_Objective_
Reproduce each of the lines below word for word, omitting the pictures.
═══ Working data ═══
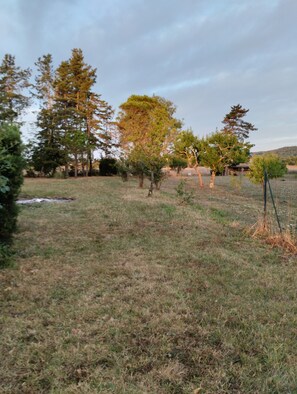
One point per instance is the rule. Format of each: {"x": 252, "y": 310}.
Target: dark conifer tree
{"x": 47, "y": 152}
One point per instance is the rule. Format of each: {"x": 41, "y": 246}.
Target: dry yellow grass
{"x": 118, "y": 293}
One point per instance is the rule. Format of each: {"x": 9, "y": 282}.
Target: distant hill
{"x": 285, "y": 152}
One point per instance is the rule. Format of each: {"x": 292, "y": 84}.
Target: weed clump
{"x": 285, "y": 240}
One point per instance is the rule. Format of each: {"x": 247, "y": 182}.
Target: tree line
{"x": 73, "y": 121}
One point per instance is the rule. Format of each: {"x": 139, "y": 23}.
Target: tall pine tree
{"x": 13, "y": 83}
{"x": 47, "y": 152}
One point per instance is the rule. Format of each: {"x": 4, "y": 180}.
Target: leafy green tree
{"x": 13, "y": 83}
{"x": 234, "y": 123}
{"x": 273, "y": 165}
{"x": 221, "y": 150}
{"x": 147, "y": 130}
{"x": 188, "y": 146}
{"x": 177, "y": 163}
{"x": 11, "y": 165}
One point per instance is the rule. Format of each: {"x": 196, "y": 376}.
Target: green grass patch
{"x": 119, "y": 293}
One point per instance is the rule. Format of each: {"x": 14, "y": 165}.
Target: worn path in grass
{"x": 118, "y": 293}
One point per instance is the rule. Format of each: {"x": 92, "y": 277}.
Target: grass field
═══
_Worked answer_
One point per instance is the rule. Format of each: {"x": 252, "y": 310}.
Target: dark conifer tree
{"x": 47, "y": 152}
One point per instance is the rule. Format of each: {"x": 41, "y": 246}.
Target: dry yellow grass
{"x": 118, "y": 293}
One point per instance is the rule. Format of each: {"x": 9, "y": 282}.
Target: distant hill
{"x": 285, "y": 152}
One point per instance is the rule. Format of each: {"x": 292, "y": 84}.
Target: weed clump
{"x": 285, "y": 240}
One point per instance is the rule. Format of each: {"x": 247, "y": 182}.
Target: tree line
{"x": 73, "y": 121}
One point per instance is the rule. Format of each: {"x": 139, "y": 23}.
Target: tall pine tree
{"x": 13, "y": 83}
{"x": 47, "y": 152}
One point per instance is the rule. Format of each: {"x": 4, "y": 180}.
Target: leafy green tree
{"x": 13, "y": 83}
{"x": 234, "y": 123}
{"x": 273, "y": 165}
{"x": 221, "y": 150}
{"x": 147, "y": 130}
{"x": 188, "y": 146}
{"x": 177, "y": 163}
{"x": 11, "y": 165}
One point per instance is the rule. Format of each: {"x": 196, "y": 376}.
Target: green grass patch
{"x": 119, "y": 293}
One point per instance is the rule. Format of each: {"x": 14, "y": 165}.
Target: worn path in grass
{"x": 118, "y": 293}
One point per instance is the rule. Format of each: {"x": 92, "y": 277}.
Target: grass field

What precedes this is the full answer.